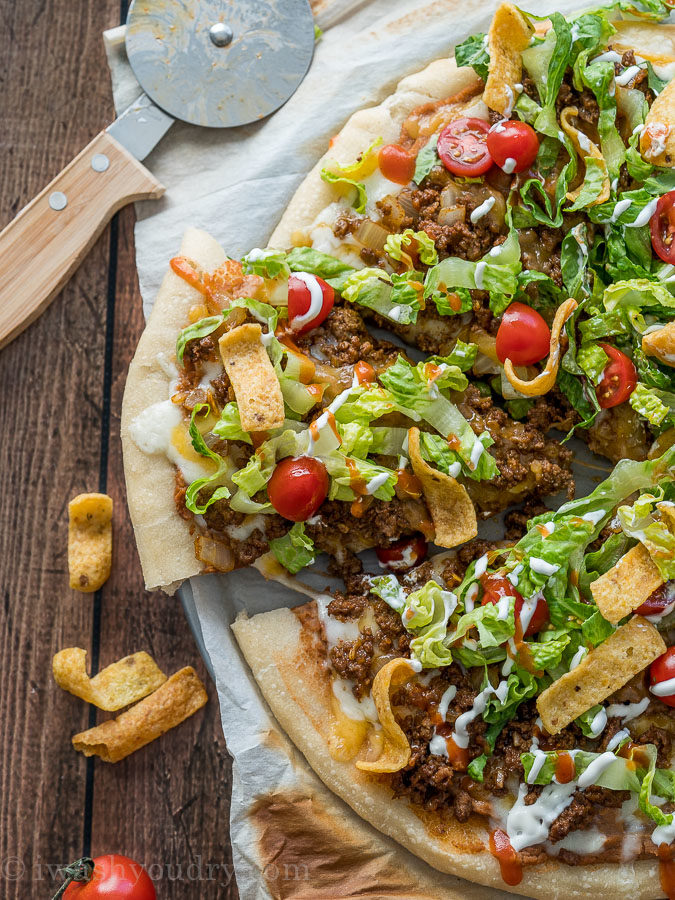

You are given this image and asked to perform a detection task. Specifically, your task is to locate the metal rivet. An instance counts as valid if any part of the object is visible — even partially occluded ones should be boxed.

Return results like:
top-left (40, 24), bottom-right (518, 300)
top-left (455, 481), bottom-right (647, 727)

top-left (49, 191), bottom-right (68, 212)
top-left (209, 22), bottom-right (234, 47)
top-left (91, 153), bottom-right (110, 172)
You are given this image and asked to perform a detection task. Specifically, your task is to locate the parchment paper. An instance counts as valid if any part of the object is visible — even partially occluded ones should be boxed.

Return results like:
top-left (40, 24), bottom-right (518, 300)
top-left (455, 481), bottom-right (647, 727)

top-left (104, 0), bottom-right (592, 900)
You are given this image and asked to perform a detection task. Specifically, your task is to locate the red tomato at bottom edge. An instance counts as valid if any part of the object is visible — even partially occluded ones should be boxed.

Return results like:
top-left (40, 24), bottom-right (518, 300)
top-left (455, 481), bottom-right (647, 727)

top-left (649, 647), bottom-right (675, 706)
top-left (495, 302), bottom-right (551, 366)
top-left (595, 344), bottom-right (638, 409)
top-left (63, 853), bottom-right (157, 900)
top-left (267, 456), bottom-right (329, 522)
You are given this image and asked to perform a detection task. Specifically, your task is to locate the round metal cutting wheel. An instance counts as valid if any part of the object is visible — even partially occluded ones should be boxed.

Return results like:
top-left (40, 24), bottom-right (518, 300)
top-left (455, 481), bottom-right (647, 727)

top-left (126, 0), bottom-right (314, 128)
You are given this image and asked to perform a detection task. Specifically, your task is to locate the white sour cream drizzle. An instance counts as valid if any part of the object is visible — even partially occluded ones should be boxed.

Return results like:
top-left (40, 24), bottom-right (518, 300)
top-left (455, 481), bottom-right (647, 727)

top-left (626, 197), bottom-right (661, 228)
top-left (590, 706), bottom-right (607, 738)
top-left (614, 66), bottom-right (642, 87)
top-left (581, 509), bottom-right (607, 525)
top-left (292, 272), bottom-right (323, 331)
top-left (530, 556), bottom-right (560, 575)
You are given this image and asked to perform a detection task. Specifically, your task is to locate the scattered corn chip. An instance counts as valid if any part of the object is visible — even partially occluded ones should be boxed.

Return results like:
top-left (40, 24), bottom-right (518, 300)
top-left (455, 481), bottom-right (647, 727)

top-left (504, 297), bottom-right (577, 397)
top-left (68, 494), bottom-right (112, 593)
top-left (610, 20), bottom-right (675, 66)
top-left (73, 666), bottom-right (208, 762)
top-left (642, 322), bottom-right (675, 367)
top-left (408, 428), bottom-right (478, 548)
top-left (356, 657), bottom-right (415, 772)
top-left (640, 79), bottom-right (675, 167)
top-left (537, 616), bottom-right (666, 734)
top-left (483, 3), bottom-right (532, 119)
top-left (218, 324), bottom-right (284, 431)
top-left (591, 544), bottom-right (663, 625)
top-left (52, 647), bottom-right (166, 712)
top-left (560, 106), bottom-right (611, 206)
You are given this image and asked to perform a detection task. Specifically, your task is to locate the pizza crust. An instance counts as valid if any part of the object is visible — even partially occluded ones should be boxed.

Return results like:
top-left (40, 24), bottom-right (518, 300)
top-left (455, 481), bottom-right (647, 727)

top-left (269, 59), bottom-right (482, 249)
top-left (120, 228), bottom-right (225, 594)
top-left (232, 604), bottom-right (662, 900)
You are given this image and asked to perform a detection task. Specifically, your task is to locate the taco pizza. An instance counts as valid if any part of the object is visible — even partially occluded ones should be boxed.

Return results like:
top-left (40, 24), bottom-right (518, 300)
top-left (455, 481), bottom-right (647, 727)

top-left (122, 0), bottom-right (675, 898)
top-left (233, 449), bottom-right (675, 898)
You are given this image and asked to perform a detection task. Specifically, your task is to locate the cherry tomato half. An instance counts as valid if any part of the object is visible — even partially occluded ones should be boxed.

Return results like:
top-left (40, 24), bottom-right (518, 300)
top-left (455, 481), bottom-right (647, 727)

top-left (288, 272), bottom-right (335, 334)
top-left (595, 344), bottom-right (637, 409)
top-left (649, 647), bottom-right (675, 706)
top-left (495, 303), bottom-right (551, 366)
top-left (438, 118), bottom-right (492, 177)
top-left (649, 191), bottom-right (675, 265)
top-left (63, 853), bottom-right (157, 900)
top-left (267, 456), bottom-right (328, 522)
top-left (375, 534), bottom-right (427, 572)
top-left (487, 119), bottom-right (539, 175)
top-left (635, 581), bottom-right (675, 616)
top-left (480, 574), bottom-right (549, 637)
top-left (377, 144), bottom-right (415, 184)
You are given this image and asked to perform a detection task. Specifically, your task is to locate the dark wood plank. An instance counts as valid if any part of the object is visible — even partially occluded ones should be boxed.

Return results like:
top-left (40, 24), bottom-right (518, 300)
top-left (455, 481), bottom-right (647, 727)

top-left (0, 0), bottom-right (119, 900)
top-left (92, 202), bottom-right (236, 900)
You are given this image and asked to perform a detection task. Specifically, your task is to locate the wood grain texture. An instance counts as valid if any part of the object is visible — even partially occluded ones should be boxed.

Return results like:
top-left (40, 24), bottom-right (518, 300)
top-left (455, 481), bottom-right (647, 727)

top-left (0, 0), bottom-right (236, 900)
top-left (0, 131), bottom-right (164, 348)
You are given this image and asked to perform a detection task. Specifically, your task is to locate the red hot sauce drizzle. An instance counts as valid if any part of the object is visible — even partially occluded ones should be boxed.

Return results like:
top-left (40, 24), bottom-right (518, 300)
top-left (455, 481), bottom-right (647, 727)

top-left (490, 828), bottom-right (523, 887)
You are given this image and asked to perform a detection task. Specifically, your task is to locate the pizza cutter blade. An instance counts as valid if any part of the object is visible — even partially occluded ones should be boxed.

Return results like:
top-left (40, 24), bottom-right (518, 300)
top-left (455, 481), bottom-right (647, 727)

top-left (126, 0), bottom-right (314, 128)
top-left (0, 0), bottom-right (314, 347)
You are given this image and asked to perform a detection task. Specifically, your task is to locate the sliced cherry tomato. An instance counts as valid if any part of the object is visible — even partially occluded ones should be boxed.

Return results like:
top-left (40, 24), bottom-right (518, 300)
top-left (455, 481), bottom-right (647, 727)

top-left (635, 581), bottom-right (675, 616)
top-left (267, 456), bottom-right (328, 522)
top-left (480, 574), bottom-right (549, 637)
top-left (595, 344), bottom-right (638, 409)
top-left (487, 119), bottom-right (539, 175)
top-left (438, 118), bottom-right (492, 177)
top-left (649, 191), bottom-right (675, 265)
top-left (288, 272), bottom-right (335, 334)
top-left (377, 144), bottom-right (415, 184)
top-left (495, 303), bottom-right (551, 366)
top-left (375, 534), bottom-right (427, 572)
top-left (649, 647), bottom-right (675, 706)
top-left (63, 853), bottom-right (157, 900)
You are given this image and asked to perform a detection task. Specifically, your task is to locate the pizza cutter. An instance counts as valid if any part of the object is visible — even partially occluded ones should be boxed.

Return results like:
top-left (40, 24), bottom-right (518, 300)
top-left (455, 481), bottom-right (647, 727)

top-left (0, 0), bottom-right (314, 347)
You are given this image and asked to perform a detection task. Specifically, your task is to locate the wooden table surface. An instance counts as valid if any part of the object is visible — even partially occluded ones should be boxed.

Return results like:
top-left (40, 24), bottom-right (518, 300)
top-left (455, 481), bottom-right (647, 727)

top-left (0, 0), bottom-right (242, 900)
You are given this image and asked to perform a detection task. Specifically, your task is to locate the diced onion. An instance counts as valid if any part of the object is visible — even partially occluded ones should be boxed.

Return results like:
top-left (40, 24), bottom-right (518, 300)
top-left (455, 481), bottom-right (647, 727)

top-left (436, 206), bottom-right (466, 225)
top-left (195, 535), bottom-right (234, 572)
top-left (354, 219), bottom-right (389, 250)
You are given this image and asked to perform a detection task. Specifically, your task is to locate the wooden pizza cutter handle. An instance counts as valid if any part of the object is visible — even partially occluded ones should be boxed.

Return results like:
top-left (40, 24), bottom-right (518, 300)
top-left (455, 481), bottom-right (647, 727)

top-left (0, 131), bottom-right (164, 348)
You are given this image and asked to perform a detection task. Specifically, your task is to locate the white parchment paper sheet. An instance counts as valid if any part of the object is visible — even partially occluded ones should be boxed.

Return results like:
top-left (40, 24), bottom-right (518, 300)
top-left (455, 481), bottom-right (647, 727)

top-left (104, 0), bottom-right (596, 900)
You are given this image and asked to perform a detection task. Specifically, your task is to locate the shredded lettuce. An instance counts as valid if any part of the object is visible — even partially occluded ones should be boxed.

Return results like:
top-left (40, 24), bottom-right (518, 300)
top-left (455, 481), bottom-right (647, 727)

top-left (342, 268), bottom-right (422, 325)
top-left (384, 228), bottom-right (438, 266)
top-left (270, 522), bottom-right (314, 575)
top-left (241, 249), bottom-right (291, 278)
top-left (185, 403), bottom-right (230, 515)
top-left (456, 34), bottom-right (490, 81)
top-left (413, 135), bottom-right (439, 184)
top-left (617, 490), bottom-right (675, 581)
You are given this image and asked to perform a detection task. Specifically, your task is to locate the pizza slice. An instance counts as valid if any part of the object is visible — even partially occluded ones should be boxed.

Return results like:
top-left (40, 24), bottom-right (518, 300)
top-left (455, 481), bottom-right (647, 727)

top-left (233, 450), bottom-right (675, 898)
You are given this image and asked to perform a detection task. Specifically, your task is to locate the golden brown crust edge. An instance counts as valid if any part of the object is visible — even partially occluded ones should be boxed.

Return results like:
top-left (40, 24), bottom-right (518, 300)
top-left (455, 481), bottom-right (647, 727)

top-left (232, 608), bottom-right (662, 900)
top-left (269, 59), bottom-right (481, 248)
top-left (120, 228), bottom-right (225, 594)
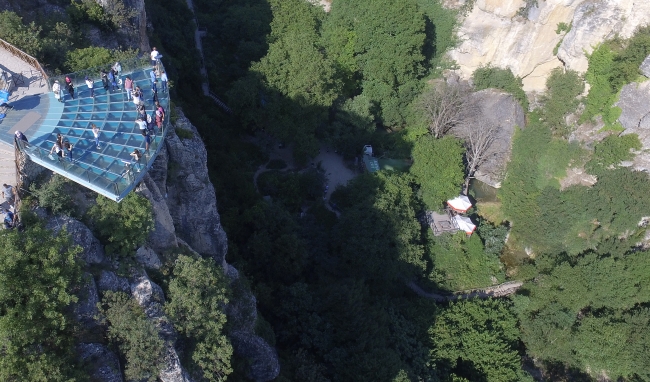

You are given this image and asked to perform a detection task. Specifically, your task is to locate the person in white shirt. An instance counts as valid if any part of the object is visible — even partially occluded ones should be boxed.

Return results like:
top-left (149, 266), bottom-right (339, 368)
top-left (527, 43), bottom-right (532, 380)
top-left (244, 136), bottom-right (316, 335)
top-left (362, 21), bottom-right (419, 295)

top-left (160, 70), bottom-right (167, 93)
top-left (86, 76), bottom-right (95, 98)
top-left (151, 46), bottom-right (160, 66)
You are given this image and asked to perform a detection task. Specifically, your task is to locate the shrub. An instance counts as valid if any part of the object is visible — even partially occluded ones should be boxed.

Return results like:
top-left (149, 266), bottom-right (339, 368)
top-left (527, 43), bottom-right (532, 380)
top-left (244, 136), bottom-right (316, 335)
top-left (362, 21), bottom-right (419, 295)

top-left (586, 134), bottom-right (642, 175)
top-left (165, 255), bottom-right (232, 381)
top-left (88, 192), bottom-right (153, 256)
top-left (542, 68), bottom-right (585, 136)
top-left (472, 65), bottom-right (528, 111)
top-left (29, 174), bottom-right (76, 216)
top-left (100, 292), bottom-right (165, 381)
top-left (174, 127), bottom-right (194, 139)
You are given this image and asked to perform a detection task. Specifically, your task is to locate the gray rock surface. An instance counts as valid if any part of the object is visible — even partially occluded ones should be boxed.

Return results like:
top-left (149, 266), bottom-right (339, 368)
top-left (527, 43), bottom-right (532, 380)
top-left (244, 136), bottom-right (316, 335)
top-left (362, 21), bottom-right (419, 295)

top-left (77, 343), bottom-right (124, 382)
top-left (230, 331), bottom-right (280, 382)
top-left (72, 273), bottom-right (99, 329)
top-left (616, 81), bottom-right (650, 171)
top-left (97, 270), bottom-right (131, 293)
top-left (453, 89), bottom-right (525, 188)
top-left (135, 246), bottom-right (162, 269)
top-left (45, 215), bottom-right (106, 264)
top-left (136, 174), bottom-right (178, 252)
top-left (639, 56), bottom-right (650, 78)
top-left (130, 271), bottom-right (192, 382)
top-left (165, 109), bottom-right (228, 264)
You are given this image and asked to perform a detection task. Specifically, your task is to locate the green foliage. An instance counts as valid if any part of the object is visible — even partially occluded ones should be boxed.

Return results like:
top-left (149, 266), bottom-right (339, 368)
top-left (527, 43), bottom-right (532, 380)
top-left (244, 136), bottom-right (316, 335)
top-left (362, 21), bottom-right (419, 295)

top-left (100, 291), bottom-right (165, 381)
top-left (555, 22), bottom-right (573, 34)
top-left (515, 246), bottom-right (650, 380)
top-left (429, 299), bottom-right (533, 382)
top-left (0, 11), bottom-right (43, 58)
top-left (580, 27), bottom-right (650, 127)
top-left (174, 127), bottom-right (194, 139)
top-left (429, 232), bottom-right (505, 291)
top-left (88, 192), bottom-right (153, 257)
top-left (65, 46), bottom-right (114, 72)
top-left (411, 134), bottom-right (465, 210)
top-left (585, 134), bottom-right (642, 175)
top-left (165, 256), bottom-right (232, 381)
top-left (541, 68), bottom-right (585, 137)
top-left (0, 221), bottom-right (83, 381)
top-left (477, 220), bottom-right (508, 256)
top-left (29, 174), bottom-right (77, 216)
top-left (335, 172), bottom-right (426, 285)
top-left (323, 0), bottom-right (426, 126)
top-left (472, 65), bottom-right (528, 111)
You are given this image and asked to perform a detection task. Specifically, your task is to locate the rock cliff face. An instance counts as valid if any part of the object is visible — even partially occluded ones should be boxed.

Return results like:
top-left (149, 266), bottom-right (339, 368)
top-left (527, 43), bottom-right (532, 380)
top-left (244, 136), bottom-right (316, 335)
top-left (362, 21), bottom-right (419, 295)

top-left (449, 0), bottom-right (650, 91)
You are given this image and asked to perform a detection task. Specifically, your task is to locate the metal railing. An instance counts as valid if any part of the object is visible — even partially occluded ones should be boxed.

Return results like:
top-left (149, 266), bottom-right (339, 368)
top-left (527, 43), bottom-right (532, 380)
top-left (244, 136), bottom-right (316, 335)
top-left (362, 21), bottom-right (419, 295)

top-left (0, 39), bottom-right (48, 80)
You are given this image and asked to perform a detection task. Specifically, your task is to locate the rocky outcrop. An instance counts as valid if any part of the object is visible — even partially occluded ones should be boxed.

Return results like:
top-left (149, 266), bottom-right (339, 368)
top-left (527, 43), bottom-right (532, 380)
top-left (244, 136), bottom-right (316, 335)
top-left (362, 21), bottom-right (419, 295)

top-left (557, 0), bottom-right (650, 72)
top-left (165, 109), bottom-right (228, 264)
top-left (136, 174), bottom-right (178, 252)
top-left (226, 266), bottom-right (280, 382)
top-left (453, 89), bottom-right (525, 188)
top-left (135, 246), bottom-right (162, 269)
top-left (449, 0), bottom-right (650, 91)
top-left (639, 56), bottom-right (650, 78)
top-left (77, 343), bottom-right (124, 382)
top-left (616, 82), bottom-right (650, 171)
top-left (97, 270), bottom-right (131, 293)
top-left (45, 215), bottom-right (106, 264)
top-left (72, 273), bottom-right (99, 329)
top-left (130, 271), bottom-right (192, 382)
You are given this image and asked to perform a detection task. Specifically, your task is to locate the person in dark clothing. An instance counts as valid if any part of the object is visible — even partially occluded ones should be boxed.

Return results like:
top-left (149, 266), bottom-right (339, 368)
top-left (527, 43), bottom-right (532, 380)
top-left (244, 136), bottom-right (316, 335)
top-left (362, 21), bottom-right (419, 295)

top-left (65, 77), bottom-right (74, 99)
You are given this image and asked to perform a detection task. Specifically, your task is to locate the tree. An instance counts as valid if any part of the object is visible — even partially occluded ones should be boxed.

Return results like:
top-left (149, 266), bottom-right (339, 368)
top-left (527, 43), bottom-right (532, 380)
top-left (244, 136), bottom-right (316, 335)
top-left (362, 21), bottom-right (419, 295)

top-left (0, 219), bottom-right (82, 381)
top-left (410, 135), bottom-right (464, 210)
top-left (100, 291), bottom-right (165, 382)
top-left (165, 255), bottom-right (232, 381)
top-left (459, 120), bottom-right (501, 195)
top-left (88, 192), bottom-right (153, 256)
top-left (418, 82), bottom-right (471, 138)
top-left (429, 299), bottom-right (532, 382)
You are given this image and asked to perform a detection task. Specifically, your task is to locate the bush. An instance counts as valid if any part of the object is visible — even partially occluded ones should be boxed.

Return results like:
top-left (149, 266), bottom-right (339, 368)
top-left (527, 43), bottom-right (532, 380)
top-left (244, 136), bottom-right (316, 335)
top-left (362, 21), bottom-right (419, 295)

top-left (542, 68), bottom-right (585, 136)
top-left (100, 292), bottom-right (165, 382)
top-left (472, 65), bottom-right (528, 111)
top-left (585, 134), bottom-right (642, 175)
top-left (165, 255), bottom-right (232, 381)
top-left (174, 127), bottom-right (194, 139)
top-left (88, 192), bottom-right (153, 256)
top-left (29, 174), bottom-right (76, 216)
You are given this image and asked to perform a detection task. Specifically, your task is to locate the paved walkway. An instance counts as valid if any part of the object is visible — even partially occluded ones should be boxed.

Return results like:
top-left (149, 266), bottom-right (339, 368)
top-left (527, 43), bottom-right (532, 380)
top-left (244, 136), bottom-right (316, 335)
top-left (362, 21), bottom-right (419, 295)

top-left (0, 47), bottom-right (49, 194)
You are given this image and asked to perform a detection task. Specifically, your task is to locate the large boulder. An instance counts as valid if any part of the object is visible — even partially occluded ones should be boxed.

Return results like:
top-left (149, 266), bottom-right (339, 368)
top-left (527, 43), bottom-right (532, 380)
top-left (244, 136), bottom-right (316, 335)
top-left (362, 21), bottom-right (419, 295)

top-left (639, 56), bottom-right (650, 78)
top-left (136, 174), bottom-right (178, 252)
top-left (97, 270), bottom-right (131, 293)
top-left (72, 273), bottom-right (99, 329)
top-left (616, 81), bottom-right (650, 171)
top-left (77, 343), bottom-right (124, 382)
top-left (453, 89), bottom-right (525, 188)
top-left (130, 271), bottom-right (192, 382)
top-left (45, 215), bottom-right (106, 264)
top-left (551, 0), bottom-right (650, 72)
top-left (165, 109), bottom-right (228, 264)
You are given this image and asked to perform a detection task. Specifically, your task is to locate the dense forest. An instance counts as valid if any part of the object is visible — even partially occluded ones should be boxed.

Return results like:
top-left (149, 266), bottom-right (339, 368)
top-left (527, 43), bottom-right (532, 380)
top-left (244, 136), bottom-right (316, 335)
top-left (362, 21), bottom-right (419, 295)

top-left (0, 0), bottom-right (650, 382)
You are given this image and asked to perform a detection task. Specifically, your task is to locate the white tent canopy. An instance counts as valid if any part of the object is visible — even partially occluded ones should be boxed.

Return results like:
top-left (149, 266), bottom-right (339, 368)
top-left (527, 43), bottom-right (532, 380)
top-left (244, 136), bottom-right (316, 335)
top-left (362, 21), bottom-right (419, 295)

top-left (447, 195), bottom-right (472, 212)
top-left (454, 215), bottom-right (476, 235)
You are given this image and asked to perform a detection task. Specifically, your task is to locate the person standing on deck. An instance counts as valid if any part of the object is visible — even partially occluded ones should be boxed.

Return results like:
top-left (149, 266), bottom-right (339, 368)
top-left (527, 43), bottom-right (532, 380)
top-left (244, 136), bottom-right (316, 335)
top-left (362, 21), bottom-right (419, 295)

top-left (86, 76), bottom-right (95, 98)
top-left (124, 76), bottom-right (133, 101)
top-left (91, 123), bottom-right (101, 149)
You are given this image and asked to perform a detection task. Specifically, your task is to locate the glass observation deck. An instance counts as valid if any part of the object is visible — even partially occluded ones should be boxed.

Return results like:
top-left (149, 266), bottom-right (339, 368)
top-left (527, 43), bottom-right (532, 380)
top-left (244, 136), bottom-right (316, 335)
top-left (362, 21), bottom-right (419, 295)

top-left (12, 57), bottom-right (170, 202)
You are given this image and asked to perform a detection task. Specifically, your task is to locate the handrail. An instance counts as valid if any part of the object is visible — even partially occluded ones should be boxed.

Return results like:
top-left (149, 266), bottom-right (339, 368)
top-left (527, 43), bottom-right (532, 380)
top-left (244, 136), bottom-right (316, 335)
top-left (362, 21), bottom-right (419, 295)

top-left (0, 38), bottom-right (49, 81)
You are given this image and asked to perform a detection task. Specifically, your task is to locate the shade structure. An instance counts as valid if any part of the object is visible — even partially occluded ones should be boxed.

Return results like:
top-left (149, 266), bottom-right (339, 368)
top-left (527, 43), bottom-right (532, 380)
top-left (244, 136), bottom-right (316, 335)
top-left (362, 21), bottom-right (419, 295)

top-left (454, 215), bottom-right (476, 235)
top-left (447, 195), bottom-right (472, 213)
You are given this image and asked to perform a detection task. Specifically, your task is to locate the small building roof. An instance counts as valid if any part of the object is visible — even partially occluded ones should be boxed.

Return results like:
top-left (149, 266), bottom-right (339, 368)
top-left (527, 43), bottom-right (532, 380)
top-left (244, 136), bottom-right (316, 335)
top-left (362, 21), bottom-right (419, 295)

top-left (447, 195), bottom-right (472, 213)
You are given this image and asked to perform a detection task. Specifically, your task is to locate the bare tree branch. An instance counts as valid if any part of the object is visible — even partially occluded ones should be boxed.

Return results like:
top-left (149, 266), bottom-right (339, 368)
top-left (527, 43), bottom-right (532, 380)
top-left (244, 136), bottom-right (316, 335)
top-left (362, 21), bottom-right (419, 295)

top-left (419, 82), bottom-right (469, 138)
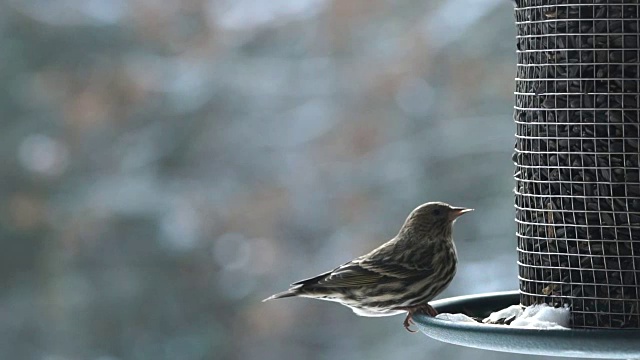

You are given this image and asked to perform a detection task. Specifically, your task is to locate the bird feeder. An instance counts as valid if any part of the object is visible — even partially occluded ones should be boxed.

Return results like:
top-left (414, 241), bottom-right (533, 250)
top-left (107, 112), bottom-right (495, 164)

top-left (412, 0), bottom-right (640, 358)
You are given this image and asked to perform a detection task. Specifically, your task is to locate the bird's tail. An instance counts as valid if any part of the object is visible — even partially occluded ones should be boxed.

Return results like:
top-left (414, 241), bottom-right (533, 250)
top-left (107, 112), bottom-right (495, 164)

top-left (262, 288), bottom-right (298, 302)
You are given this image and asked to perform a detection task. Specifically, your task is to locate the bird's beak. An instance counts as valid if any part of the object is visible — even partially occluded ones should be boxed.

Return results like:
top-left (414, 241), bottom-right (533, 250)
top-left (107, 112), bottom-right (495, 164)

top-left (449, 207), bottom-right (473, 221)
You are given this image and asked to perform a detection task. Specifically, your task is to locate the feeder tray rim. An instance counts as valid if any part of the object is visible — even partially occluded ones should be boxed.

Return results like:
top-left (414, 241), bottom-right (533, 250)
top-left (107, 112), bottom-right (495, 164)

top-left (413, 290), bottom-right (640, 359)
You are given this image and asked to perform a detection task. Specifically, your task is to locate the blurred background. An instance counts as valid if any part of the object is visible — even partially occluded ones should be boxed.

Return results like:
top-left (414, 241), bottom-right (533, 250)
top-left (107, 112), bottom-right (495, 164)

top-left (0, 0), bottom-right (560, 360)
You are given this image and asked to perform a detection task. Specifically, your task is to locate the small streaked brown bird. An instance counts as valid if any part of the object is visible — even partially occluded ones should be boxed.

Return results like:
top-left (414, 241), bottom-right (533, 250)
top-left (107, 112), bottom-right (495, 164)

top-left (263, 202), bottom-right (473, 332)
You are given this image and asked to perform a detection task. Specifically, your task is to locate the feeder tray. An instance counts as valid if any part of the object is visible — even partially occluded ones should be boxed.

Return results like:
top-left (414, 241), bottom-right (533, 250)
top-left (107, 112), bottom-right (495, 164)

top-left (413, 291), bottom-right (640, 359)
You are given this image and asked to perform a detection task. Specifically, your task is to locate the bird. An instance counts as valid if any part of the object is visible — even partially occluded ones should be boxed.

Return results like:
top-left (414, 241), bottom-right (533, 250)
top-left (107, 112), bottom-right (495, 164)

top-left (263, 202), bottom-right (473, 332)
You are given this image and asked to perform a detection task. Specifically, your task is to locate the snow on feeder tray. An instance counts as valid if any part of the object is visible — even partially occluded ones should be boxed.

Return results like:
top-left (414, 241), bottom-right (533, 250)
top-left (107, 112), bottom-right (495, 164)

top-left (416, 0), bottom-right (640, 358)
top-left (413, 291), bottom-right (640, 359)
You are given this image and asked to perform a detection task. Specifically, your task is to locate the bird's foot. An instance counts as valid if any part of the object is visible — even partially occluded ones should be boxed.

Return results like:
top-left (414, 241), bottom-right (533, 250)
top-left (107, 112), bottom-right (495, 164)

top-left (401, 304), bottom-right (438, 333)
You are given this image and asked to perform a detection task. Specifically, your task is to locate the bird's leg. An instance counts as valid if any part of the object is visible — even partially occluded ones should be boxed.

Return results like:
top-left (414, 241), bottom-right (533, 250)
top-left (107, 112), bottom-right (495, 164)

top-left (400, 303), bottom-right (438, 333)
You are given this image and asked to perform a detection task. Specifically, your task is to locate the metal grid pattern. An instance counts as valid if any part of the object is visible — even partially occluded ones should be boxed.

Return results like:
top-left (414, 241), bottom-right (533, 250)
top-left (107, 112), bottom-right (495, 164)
================================
_作業の指示:_
上のリストで、「locate the dark」を含む行から「top-left (490, 828), bottom-right (523, 887)」を含む行まで(両端の行も含む)を、指示の文も含めてもう一度書いてください。その際、答えにある座標の数字すべてに-82を足し、指示の文や出力例の数字はそのままにしてください。

_練習の答え:_
You are given this image and asked to perform a detection task. Specifically, your task is to locate the dark wood plank. An instance counts as valid if any part of the object is visible — even partially occluded ones should be boxed.

Return results like:
top-left (40, 24), bottom-right (518, 300)
top-left (455, 481), bottom-right (647, 727)

top-left (-82, -82), bottom-right (37, 818)
top-left (10, 120), bottom-right (154, 818)
You are given this image and asked to perform a detection task. Specifically, your task is to locate the wood grain texture. An instance counts as valid if any part of the object is visible — even partially occluded ones should be boxed.

Return results like:
top-left (40, 24), bottom-right (518, 300)
top-left (455, 481), bottom-right (647, 727)

top-left (-82, -82), bottom-right (154, 818)
top-left (-82, 49), bottom-right (82, 266)
You are given this image and asked to perform a detection task. Specifically, your task is to locate the red hot sauce drizzle. An instance counts as valid if any part of the object is visible — even partially occluded ones should be boxed.

Return results like:
top-left (40, 24), bottom-right (518, 300)
top-left (455, 481), bottom-right (647, 727)

top-left (408, 746), bottom-right (441, 805)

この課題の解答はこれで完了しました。